What you should do: Copy out the final stretch of the listing: the line that contains "woman with glasses." and all lines after it, exactly as they appear.

### Given information ###

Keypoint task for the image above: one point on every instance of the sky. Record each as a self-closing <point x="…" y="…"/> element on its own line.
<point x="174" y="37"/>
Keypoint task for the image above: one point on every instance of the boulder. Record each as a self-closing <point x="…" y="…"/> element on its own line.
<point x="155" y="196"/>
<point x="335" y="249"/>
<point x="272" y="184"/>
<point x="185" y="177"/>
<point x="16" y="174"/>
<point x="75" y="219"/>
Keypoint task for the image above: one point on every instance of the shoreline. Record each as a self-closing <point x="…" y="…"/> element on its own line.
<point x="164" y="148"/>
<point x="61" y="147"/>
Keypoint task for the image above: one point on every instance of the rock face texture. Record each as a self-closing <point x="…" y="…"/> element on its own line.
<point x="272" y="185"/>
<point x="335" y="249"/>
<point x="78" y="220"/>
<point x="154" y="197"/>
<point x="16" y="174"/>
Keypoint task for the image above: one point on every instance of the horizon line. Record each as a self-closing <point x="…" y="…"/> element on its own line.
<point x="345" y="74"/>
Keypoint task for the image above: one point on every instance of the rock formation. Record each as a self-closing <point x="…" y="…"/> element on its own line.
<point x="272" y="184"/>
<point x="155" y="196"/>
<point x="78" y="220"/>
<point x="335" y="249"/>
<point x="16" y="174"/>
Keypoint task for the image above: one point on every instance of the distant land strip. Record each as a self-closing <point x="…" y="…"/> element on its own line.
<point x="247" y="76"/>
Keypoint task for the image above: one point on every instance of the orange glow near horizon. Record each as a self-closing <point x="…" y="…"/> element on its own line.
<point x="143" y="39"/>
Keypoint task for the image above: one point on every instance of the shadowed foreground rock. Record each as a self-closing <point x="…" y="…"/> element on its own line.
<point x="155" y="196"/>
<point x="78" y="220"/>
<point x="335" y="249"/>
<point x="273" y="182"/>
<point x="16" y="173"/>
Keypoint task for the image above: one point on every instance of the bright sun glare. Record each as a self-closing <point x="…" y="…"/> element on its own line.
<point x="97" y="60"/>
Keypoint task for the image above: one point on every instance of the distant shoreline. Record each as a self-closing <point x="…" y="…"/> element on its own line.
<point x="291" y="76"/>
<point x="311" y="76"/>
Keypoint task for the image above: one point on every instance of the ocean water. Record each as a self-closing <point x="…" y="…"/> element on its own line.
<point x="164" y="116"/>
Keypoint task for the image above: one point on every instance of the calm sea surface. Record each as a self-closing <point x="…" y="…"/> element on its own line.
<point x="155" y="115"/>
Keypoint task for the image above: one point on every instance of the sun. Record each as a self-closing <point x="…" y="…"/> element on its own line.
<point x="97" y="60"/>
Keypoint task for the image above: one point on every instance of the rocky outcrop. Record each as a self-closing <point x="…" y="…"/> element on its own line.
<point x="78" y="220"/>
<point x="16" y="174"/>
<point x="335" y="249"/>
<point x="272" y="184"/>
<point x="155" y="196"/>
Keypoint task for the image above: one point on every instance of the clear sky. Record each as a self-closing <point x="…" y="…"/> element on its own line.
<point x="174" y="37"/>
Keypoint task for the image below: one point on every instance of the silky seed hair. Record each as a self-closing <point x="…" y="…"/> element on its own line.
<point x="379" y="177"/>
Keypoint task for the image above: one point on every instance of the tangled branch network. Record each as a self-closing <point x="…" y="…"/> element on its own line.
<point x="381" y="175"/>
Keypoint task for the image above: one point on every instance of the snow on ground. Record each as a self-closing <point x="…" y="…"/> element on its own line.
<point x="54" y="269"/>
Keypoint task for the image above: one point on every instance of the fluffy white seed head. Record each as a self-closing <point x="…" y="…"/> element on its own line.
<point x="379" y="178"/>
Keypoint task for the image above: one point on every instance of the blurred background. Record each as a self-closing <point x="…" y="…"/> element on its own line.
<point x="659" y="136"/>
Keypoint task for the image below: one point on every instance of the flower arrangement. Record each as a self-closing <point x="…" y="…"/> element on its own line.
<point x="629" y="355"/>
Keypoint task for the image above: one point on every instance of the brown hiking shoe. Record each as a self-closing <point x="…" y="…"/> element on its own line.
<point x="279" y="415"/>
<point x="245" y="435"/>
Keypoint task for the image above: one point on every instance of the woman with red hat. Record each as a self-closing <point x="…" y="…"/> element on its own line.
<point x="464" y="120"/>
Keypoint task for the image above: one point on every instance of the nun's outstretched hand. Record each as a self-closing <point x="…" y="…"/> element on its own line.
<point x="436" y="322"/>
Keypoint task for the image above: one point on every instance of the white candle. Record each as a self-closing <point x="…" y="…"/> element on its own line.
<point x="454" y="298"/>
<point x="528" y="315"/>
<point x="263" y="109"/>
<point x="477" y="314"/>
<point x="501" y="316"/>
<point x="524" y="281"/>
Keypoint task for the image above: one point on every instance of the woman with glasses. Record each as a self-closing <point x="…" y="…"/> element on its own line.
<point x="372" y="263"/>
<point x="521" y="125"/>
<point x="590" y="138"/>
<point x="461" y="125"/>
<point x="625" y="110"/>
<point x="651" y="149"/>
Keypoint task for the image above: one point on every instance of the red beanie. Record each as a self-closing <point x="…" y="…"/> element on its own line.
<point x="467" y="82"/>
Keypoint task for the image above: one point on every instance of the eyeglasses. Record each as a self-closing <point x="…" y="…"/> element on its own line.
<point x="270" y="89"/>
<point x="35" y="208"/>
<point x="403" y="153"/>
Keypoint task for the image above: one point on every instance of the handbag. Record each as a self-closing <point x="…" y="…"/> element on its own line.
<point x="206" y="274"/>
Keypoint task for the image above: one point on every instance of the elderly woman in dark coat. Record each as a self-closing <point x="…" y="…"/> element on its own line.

###

Finished task:
Keypoint task for the image above: one point on every instance of the woman with glasses. Record each as a self-closing <point x="…" y="…"/> element on its own line.
<point x="372" y="263"/>
<point x="521" y="125"/>
<point x="590" y="138"/>
<point x="461" y="125"/>
<point x="625" y="110"/>
<point x="651" y="149"/>
Keypoint task for the image above: one point on every instance of the red beanie. Record each as a self-closing <point x="…" y="…"/> element on its own line.
<point x="467" y="82"/>
Keypoint task for the image above: one point on every instance of the eyeglasses. Record each as a self-closing <point x="…" y="…"/> element on its own line.
<point x="270" y="89"/>
<point x="35" y="208"/>
<point x="403" y="153"/>
Keypoint task for the image above: one point on every instance of the handbag. Record each as a self-closing <point x="…" y="…"/> element on its own line.
<point x="206" y="274"/>
Keypoint task for the image above: one point on every instance of the elderly woman in dark coat. Record each as a self-closing <point x="…" y="…"/> element on its own line.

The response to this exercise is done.